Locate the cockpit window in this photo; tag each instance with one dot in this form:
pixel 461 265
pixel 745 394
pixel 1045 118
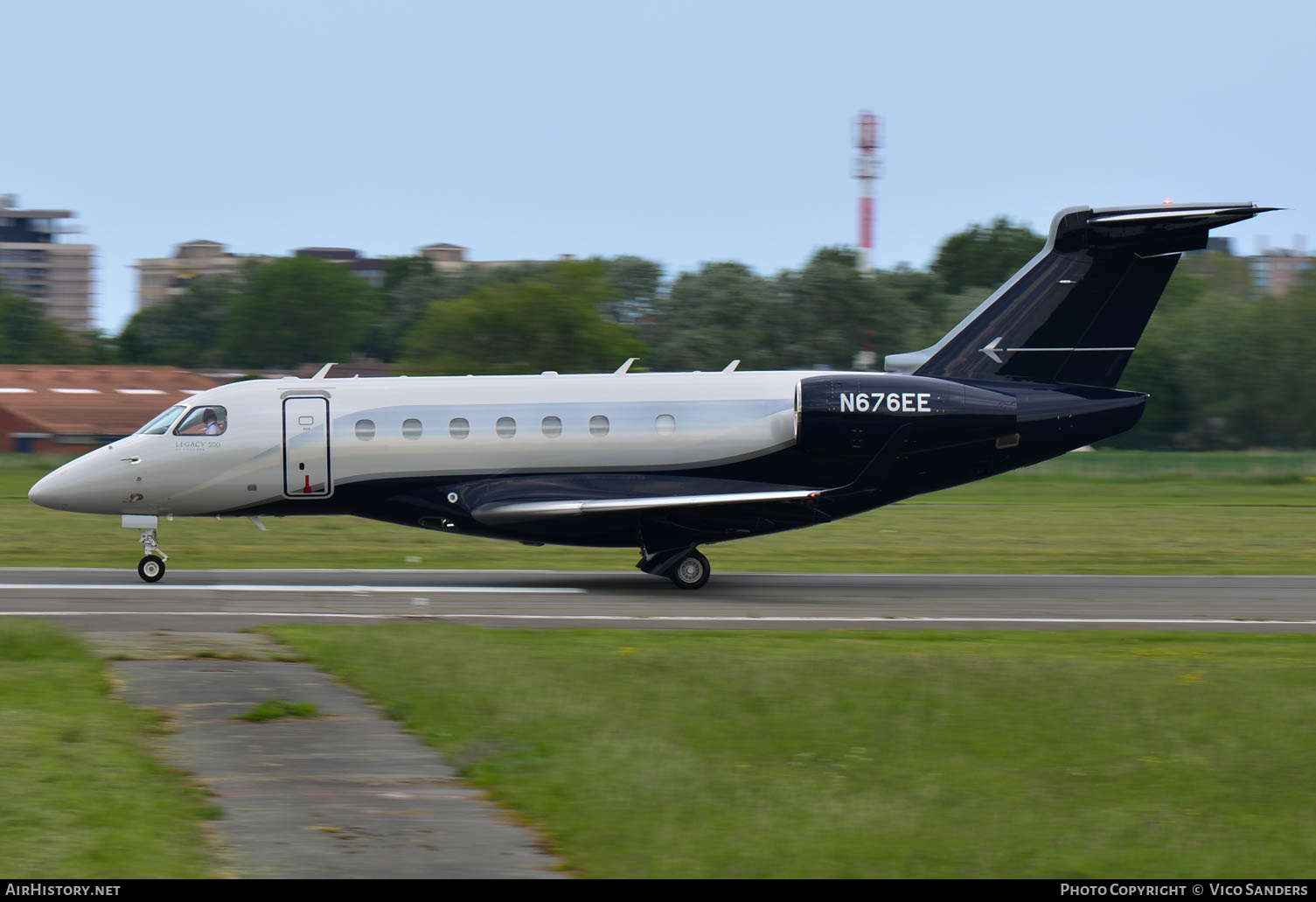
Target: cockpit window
pixel 205 422
pixel 161 424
◇ ◇ ◇
**What needs to be done:** Write the records out again verbatim and omit the pictures they contain.

**Solution for this task:**
Locate the cockpit window in this photo; tag each instance with one dot in this form:
pixel 461 265
pixel 745 394
pixel 1045 118
Target: cockpit window
pixel 205 422
pixel 161 424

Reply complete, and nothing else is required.